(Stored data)
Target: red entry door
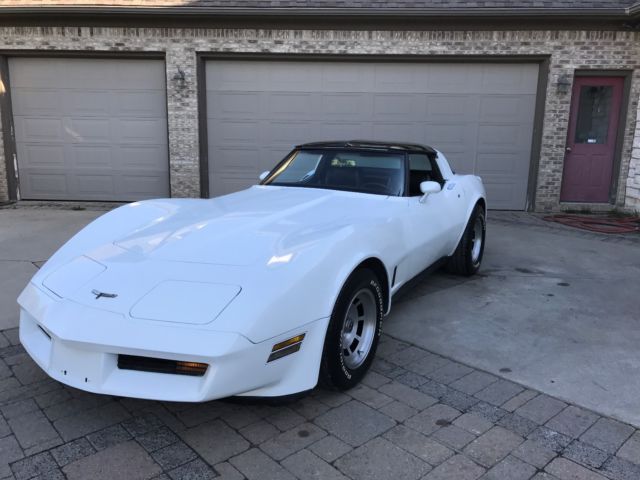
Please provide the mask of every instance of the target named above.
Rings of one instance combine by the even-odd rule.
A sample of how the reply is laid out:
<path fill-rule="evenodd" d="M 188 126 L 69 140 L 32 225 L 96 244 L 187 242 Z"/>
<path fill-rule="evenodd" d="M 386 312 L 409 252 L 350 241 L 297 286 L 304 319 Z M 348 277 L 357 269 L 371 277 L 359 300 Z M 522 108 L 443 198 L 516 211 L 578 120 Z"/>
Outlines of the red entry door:
<path fill-rule="evenodd" d="M 623 84 L 622 77 L 575 77 L 561 201 L 609 201 Z"/>

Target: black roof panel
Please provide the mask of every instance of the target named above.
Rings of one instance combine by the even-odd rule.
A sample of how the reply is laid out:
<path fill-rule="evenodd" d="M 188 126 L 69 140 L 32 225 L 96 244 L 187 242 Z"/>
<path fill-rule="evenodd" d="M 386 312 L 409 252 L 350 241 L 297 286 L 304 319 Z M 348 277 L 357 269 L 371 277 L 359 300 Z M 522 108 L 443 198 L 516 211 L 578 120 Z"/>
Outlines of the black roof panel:
<path fill-rule="evenodd" d="M 303 143 L 296 148 L 352 148 L 358 150 L 384 150 L 404 152 L 425 152 L 434 154 L 436 151 L 426 145 L 407 142 L 380 142 L 376 140 L 333 140 L 326 142 Z"/>

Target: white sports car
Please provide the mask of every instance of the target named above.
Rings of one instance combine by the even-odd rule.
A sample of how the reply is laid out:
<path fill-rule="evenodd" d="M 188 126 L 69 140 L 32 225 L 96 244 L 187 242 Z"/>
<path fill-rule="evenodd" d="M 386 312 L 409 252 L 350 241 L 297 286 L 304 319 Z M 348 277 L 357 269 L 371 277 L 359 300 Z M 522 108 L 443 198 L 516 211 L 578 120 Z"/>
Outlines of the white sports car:
<path fill-rule="evenodd" d="M 391 299 L 480 267 L 485 190 L 430 147 L 296 147 L 259 185 L 135 202 L 69 240 L 18 299 L 20 340 L 91 392 L 204 401 L 347 389 Z"/>

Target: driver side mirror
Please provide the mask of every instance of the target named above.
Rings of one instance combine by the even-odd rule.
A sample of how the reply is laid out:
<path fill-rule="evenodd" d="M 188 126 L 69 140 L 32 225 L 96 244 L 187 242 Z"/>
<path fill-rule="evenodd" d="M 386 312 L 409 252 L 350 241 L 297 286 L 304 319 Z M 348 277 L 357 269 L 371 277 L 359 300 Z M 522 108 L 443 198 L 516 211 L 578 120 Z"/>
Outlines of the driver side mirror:
<path fill-rule="evenodd" d="M 267 176 L 269 176 L 269 173 L 269 170 L 267 170 L 266 172 L 262 172 L 258 178 L 260 179 L 260 181 L 262 181 L 267 178 Z"/>
<path fill-rule="evenodd" d="M 429 194 L 438 193 L 440 190 L 442 190 L 442 187 L 438 182 L 421 182 L 420 191 L 422 192 L 422 197 L 420 197 L 420 203 L 424 203 Z"/>

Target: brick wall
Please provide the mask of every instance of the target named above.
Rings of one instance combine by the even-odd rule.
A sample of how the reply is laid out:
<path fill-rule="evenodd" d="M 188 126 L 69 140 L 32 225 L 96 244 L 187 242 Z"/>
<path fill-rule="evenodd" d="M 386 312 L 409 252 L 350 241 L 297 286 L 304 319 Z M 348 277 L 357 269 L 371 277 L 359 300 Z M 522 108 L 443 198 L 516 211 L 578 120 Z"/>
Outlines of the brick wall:
<path fill-rule="evenodd" d="M 0 132 L 2 131 L 2 117 L 0 116 Z M 4 142 L 0 135 L 0 203 L 9 199 L 9 185 L 7 184 L 7 164 L 4 158 Z"/>
<path fill-rule="evenodd" d="M 640 104 L 638 105 L 635 119 L 635 136 L 633 138 L 626 194 L 625 206 L 627 209 L 640 213 Z"/>
<path fill-rule="evenodd" d="M 537 173 L 538 210 L 557 209 L 559 205 L 570 94 L 559 94 L 556 82 L 562 74 L 573 79 L 575 69 L 635 70 L 618 181 L 621 188 L 616 200 L 617 205 L 624 205 L 624 186 L 629 174 L 640 95 L 639 40 L 639 33 L 627 31 L 0 27 L 0 48 L 5 50 L 41 49 L 43 54 L 51 50 L 165 52 L 171 192 L 174 196 L 198 196 L 200 190 L 196 52 L 549 56 L 550 71 Z M 184 85 L 173 80 L 178 67 L 186 73 Z M 0 151 L 0 164 L 4 164 L 1 156 Z M 638 169 L 634 171 L 638 172 Z M 6 176 L 0 175 L 0 195 L 6 192 L 5 182 Z"/>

Problem statement — The reply must hold every line above exactly as written and none of the pictures.

Exercise output —
Target: red entry door
Please provide the mask of every instance of the target named above.
Rings of one instance combine by the even-odd rule.
A sample of how the reply is laid out:
<path fill-rule="evenodd" d="M 188 126 L 69 140 L 32 225 L 96 244 L 187 242 Z"/>
<path fill-rule="evenodd" d="M 386 312 L 409 252 L 350 241 L 297 286 L 304 319 Z M 348 277 L 357 269 L 371 277 L 359 300 Z M 522 108 L 443 198 L 516 211 L 578 120 Z"/>
Outlines of the red entry door:
<path fill-rule="evenodd" d="M 623 84 L 622 77 L 575 77 L 561 201 L 609 201 Z"/>

Target: black roof panel
Please provide the mask of every instance of the target named above.
Rings of one instance combine by the even-odd rule.
A sample of how the reply is laid out:
<path fill-rule="evenodd" d="M 188 126 L 69 140 L 32 225 L 96 244 L 187 242 Z"/>
<path fill-rule="evenodd" d="M 386 312 L 409 252 L 350 241 L 297 286 L 304 319 Z M 348 277 L 357 269 L 371 277 L 359 300 Z M 522 108 L 443 198 L 516 211 L 578 120 Z"/>
Outlines of the black roof panel:
<path fill-rule="evenodd" d="M 303 143 L 296 148 L 352 148 L 358 150 L 384 150 L 404 152 L 425 152 L 434 154 L 436 151 L 426 145 L 407 142 L 380 142 L 376 140 L 333 140 L 326 142 Z"/>

Target: white sports car
Please provide the mask of every instance of the target named above.
Rings of one instance combine by the even-odd rule.
A sample of how the reply is laid out:
<path fill-rule="evenodd" d="M 188 126 L 69 140 L 32 225 L 96 244 L 187 242 Z"/>
<path fill-rule="evenodd" d="M 386 312 L 409 252 L 350 241 L 297 286 L 304 319 Z M 348 277 L 357 269 L 371 277 L 359 300 Z M 522 108 L 443 198 L 516 211 L 578 120 Z"/>
Outlines of the white sports car:
<path fill-rule="evenodd" d="M 391 299 L 480 267 L 485 190 L 430 147 L 296 147 L 259 185 L 135 202 L 69 240 L 18 299 L 20 340 L 91 392 L 204 401 L 347 389 Z"/>

Target: driver side mirror
Please provide the mask of every instance of the target named above.
Rings of one instance combine by the even-odd rule.
A sample of how the reply is laid out:
<path fill-rule="evenodd" d="M 188 126 L 69 140 L 32 225 L 96 244 L 187 242 Z"/>
<path fill-rule="evenodd" d="M 386 312 L 409 252 L 350 241 L 297 286 L 304 319 Z M 348 277 L 357 269 L 371 277 L 359 300 Z M 522 108 L 443 198 L 516 211 L 578 120 Z"/>
Outlines of the driver side mirror:
<path fill-rule="evenodd" d="M 267 176 L 269 176 L 269 173 L 269 170 L 267 170 L 266 172 L 262 172 L 258 178 L 260 179 L 260 181 L 262 181 L 267 178 Z"/>
<path fill-rule="evenodd" d="M 429 194 L 438 193 L 440 190 L 442 190 L 442 187 L 438 182 L 421 182 L 420 191 L 422 192 L 422 197 L 420 197 L 420 203 L 424 203 Z"/>

Target: brick wall
Please provide the mask of every instance of the target named above.
Rings of one instance combine by the even-odd rule.
A sample of how the reply is laid out:
<path fill-rule="evenodd" d="M 188 126 L 69 140 L 32 225 L 96 244 L 187 242 Z"/>
<path fill-rule="evenodd" d="M 386 312 L 409 252 L 350 241 L 297 286 L 304 319 Z M 348 277 L 357 269 L 371 277 L 359 300 Z M 522 108 L 443 198 L 516 211 L 578 120 Z"/>
Outlines of the brick wall:
<path fill-rule="evenodd" d="M 0 132 L 2 131 L 2 117 L 0 116 Z M 4 142 L 0 135 L 0 203 L 9 199 L 9 185 L 7 184 L 7 164 L 4 158 Z"/>
<path fill-rule="evenodd" d="M 640 104 L 638 105 L 635 119 L 635 136 L 633 138 L 626 194 L 625 206 L 627 209 L 640 213 Z"/>
<path fill-rule="evenodd" d="M 537 173 L 538 210 L 557 209 L 559 205 L 570 94 L 559 94 L 556 82 L 562 74 L 573 79 L 575 69 L 635 70 L 618 181 L 621 188 L 616 200 L 617 205 L 624 205 L 624 186 L 629 174 L 640 95 L 639 40 L 639 33 L 627 31 L 0 27 L 0 48 L 5 50 L 41 49 L 43 54 L 51 50 L 165 52 L 171 192 L 174 196 L 198 196 L 200 190 L 196 52 L 549 56 L 550 71 Z M 184 85 L 173 80 L 178 67 L 186 73 Z M 0 151 L 0 164 L 4 164 L 1 156 Z M 638 169 L 634 171 L 638 172 Z M 6 176 L 0 175 L 0 195 L 6 192 L 5 182 Z"/>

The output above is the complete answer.